Document passage:
*** Block opens ***
Ksitigarbha Bodhisattva (Jizō Bosatsu, 地蔵菩薩), is a Japanese wood and bronze statue of about 1175 in the late Heian period, which is now in the permanent Asian collection at the Indianapolis Museum of Art. The statue depicts Jizō (Ksitigarbha in Sanskrit), who in Japanese Buddhism is the bodhisattva of the earth, and is considered a protector of children and travelers. He is also a rescuer of beings in hell and is considered a guardian of souls for children who have died before their parents.

== Description ==

Jizō is garbed in traditional monk's attire, lacking ornate jewelry and adornments typically seen on images of Bodhisattvas. He is shown in a standing position, with his right foot slightly forward, a common pose for this bodhisattva used to indicate his physical presence walking through the present world. In his right hand Jizō carries a six ringed alarum staff, or khakkhara, used to warn insects of his presence, and in his left hand he carries a cintamani jewel, believed to light up the dark as well as grant wishes. Below Jizō is situated an open lotus flower, a traditional Buddhist symbol of purity amidst the imperfections of the physical world.
*** Block closes ***
What this exercise asks:
[1] In the Jizō statue passage, which museum holds the statue in its permanent Asian collection?
[2] Using the Jizō statue passage, explain why the figure is shown with his right foot slightly forward.
[3] Pick up the passage on the Jizō statue after its final sentence and extend it.

Supplied data:
*** Block opens ***
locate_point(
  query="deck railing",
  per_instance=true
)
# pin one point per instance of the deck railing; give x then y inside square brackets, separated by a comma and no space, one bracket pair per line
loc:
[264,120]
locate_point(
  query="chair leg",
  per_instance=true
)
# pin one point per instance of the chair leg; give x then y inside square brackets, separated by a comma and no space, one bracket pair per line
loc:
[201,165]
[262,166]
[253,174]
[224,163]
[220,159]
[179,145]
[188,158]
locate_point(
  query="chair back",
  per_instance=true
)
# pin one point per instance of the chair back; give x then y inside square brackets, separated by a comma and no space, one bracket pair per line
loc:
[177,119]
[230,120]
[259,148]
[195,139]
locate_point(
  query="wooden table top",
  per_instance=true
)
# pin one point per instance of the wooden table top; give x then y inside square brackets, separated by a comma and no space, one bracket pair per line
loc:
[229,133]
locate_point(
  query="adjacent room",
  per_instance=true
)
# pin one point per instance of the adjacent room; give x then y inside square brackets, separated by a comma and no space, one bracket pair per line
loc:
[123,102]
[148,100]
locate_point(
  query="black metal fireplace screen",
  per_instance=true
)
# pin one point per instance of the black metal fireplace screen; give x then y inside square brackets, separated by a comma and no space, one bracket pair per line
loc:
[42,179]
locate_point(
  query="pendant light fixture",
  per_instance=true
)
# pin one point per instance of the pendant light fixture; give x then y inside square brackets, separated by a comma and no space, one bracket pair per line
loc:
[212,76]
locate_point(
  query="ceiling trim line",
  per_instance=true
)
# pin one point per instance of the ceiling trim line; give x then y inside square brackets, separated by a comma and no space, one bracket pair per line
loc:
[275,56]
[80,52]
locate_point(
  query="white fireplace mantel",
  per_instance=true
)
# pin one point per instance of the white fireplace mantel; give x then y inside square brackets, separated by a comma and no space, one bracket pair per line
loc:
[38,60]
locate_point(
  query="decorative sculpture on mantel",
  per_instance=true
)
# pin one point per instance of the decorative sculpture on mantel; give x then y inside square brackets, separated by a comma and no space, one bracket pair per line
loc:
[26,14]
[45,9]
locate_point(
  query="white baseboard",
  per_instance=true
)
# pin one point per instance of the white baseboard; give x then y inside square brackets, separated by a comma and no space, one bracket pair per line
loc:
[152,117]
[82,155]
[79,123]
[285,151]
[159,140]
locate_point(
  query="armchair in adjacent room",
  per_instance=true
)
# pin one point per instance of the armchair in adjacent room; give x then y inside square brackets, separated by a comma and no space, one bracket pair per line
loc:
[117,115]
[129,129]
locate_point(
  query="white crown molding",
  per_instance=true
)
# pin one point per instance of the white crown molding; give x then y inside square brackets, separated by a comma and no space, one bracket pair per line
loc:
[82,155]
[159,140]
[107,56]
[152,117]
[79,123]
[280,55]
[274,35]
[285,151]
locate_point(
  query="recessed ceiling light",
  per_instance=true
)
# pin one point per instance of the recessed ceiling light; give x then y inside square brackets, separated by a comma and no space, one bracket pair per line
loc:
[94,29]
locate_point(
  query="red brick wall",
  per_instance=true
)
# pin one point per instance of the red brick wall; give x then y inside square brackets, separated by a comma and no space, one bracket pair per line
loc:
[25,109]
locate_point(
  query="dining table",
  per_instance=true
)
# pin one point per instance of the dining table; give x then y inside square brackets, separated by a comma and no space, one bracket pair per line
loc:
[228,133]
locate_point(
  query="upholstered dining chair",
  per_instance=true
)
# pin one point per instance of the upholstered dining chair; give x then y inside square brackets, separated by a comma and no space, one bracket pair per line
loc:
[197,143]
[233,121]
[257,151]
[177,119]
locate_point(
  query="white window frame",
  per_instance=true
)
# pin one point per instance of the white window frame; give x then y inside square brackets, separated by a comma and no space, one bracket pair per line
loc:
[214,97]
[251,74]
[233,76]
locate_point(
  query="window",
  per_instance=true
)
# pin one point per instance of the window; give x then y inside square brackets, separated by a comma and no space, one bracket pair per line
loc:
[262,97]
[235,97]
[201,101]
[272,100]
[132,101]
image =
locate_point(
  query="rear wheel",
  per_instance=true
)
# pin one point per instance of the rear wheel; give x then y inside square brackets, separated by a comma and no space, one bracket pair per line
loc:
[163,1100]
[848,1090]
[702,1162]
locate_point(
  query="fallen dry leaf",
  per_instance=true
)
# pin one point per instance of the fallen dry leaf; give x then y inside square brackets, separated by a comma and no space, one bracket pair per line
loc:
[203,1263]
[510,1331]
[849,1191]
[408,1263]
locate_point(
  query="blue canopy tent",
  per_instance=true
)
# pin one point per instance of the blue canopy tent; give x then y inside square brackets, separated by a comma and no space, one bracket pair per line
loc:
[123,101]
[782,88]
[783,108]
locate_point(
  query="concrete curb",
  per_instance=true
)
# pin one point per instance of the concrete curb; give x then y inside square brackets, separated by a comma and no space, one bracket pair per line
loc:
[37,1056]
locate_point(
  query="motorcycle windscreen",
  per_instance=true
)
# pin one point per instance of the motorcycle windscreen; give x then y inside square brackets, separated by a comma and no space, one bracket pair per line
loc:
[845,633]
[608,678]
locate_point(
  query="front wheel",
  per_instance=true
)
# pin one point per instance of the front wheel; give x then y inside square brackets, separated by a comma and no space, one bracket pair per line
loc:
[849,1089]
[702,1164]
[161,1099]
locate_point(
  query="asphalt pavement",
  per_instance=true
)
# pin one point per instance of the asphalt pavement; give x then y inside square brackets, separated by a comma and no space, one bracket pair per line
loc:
*** Block closes ***
Answers:
[1] The Indianapolis Museum of Art.

[2] The forward right foot belongs to a standing pose that is common for this bodhisattva. It indicates his physical presence walking through the present world.

[3]
== Style ==

The style of this statue is reflective of the transitioning attitudes and ideals observed in the early Kamakura period. During this time Japan faced a shift from the nobility that governed the late Fujiwara period to the "landowning military men" that seized power at the start of the Kamakura period. Dramatic shifts in politics, society, and culture resulted in a transformation of artistic design, with focus placed heavily on realism and honesty. Additionally, the Kamakura era marked a turning point in religious activity, with Buddhism becoming more heavily practiced among the masses Stylistically, Ksitigarbha Bodhisattva (Jizō Bosatsu) reflects this shift towards Buddhism in its depiction of the Bodhisattva, as well as the realism of early Kamakura art in the "highly stylized geometric" shaping of the statue's head and torso.

== Acquisition ==

A detailed history of this statue is unknown. The work has however been dated to approximately 1175; it was acquired through the Evans Woollen Jr. Memorial Fund in 1959.